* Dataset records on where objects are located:
☆ ☆ ☆ ☆

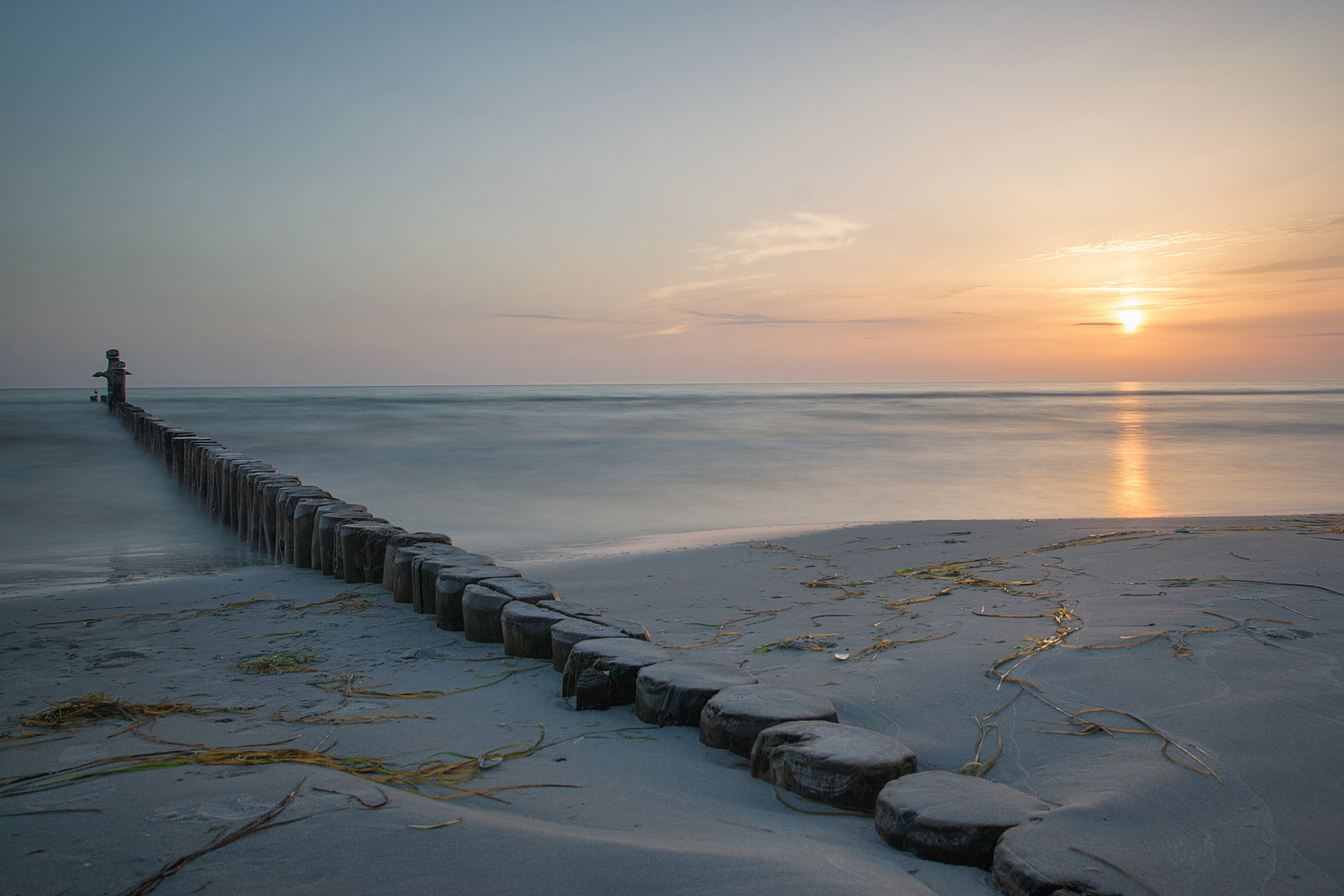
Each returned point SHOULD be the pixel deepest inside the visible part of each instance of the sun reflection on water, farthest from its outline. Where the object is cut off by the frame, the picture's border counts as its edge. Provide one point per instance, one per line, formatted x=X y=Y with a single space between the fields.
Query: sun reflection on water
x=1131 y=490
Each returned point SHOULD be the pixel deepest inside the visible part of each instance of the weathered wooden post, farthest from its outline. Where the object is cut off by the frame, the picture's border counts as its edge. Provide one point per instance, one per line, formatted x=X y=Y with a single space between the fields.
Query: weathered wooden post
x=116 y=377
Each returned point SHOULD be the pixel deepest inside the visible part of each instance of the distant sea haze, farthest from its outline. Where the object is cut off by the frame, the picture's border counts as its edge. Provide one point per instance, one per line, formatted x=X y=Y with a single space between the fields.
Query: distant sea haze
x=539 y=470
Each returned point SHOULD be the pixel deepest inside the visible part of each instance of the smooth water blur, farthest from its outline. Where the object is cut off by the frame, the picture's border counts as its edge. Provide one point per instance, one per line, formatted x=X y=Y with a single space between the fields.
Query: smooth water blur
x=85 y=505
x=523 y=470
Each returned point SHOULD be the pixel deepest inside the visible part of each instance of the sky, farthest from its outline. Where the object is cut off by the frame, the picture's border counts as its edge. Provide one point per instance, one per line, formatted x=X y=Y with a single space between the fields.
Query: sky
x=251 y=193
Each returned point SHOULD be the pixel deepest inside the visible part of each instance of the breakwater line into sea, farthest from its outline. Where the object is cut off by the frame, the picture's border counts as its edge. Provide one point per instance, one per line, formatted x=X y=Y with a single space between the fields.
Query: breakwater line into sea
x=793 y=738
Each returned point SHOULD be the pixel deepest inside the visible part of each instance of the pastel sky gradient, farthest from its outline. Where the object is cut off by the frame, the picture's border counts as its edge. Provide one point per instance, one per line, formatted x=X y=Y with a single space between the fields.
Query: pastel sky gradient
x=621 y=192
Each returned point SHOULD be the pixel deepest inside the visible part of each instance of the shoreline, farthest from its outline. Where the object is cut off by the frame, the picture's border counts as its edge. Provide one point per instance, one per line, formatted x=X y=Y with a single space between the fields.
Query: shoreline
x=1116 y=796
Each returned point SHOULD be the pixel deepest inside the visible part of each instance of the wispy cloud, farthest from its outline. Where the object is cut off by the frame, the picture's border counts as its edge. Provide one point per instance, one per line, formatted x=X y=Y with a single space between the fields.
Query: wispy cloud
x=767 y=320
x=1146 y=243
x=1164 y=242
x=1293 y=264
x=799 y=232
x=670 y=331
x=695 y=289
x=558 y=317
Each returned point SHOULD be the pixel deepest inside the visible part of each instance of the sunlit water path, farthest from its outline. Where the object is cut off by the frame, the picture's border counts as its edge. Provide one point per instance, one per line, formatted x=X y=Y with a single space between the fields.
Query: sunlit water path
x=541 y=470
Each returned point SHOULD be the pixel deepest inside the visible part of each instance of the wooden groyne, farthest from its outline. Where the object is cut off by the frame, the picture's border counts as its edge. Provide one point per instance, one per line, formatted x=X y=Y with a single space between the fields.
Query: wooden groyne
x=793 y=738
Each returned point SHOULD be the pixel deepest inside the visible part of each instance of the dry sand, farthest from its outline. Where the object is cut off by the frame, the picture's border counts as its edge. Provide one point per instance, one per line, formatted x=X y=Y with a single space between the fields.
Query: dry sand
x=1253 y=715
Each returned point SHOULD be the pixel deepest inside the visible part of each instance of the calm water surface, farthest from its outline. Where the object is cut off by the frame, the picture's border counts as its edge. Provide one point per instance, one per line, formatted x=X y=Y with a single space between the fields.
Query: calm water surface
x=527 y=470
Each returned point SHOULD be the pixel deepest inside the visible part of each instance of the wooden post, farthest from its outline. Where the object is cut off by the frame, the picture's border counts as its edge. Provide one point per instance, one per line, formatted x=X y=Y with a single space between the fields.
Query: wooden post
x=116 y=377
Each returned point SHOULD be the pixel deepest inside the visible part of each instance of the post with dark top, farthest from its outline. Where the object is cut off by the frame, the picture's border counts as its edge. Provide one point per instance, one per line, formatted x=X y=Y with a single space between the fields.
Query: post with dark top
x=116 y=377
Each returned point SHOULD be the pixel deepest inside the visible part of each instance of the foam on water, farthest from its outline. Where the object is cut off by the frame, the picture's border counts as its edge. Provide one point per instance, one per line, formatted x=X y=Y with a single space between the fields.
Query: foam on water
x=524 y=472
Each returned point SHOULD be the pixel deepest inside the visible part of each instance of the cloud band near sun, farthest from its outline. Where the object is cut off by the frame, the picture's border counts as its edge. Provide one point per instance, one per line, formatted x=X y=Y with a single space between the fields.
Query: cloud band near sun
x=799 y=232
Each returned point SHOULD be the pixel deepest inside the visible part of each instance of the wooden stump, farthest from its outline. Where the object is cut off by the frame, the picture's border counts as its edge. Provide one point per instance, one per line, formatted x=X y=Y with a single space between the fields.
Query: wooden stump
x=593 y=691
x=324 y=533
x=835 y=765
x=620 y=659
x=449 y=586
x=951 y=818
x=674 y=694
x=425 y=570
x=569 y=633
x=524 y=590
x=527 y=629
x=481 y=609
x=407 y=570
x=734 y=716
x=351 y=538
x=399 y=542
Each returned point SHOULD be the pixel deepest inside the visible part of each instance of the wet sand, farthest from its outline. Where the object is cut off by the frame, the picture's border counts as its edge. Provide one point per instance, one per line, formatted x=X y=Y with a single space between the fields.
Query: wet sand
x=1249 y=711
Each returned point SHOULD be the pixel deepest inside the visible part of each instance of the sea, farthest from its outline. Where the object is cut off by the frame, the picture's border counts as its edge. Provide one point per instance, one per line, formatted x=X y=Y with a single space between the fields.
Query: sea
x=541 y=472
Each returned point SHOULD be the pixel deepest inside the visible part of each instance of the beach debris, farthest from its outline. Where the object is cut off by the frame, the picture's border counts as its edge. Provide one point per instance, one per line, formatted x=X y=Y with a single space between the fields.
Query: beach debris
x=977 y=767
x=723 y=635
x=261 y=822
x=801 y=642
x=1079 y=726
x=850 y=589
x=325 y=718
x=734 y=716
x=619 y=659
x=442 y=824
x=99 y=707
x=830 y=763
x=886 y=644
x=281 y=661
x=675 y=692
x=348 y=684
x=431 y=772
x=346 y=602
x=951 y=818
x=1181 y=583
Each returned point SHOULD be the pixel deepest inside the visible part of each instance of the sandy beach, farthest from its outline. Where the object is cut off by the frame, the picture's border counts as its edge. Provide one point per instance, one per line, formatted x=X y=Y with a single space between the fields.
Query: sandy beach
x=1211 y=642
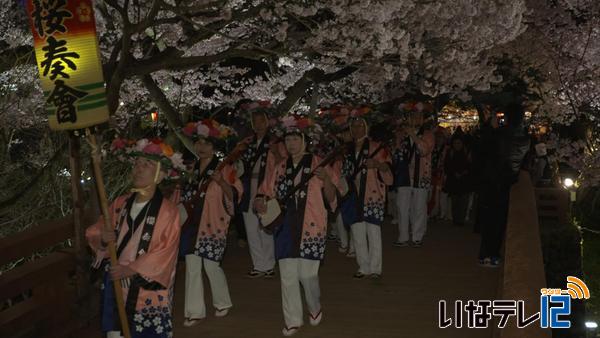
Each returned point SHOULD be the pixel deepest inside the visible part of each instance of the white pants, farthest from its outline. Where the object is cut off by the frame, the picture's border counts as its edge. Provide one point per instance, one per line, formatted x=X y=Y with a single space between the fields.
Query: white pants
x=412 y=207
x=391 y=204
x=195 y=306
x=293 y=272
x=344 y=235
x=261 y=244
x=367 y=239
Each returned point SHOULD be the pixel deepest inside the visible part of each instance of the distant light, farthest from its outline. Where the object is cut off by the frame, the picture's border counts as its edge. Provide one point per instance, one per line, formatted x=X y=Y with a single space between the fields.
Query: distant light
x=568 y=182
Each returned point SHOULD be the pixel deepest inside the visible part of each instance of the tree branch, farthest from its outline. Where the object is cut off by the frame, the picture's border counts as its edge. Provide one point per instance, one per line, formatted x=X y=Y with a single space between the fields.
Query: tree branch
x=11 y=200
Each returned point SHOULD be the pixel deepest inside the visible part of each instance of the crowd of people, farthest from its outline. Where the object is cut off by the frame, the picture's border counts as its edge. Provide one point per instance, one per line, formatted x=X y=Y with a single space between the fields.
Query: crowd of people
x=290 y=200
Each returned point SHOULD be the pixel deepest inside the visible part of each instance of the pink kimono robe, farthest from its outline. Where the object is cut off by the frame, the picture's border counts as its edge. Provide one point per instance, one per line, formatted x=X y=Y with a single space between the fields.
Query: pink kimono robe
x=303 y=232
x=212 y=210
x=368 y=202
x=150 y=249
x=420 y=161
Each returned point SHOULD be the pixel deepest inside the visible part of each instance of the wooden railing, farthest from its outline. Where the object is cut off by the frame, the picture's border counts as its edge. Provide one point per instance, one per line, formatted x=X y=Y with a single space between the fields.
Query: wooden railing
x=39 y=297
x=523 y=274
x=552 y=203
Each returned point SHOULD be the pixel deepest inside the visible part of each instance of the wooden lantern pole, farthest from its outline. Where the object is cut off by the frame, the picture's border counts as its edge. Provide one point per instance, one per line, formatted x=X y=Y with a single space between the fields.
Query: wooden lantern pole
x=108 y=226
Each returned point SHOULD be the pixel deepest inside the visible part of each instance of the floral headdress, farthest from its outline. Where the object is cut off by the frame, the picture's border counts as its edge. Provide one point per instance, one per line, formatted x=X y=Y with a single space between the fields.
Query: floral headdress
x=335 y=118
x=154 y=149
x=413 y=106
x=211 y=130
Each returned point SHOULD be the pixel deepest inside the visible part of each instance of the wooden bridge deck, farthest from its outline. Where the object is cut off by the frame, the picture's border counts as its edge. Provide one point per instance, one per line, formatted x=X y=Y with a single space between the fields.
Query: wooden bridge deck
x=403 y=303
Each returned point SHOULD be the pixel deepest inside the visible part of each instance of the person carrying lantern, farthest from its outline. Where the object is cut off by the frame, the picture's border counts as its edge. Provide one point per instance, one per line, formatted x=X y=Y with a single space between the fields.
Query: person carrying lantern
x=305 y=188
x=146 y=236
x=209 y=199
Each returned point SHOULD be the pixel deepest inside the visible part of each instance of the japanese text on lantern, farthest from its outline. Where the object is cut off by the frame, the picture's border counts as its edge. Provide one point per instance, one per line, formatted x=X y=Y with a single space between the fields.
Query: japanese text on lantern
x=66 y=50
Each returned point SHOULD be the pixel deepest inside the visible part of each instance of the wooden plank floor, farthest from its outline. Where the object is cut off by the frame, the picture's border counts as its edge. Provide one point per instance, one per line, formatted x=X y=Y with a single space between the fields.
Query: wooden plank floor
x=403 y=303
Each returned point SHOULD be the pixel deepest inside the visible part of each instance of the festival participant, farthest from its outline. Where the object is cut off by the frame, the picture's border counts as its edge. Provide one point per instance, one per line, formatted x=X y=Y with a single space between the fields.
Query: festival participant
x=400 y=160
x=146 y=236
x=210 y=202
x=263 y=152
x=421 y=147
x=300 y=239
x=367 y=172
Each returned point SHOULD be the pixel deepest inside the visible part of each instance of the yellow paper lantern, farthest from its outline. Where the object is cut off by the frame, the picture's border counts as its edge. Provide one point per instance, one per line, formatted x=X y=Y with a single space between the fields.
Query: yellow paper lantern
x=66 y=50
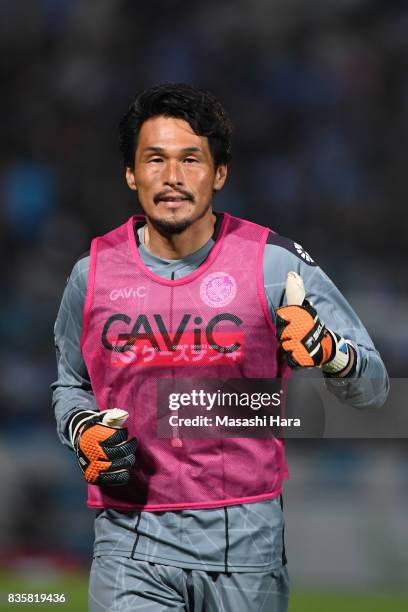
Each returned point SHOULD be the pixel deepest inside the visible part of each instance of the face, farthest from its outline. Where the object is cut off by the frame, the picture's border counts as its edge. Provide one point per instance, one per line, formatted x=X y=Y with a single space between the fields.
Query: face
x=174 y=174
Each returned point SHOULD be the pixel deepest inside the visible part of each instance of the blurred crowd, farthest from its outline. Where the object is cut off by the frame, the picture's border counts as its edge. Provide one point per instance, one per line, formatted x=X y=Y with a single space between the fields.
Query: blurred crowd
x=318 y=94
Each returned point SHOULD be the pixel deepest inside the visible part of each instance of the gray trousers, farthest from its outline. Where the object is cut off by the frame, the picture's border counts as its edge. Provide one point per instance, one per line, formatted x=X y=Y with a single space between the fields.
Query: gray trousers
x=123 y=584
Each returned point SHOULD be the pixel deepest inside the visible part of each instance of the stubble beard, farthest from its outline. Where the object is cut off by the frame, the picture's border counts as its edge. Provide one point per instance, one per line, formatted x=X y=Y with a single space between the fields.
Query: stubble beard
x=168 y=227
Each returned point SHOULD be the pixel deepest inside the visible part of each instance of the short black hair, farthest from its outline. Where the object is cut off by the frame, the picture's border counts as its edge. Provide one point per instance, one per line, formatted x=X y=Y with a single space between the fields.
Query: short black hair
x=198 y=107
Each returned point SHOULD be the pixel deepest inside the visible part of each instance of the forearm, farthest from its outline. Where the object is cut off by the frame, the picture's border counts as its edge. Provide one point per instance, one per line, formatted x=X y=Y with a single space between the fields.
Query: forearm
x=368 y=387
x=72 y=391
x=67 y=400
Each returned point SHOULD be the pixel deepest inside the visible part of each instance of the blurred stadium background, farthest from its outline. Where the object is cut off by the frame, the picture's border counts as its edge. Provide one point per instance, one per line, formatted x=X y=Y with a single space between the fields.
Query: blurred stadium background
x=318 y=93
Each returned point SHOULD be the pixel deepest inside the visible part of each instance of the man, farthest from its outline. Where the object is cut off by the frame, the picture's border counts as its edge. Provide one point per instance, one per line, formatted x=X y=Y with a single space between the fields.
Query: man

☆ ☆ ☆ ☆

* Exercise objective: Put every line of the material from the line containing "the man, farthest" through the end of the material into a numbered list, leaving out blank lines.

* Completed task:
1. Each returned point SHOULD be the pixel deepest inside the visible part of each instance of the man, farthest from its outline. Where the object is cut off by the frame, the picture's border counts as its edge. Provide one point per instance, one per line, formatted x=X y=Y with a single space between the fields.
2. Query: man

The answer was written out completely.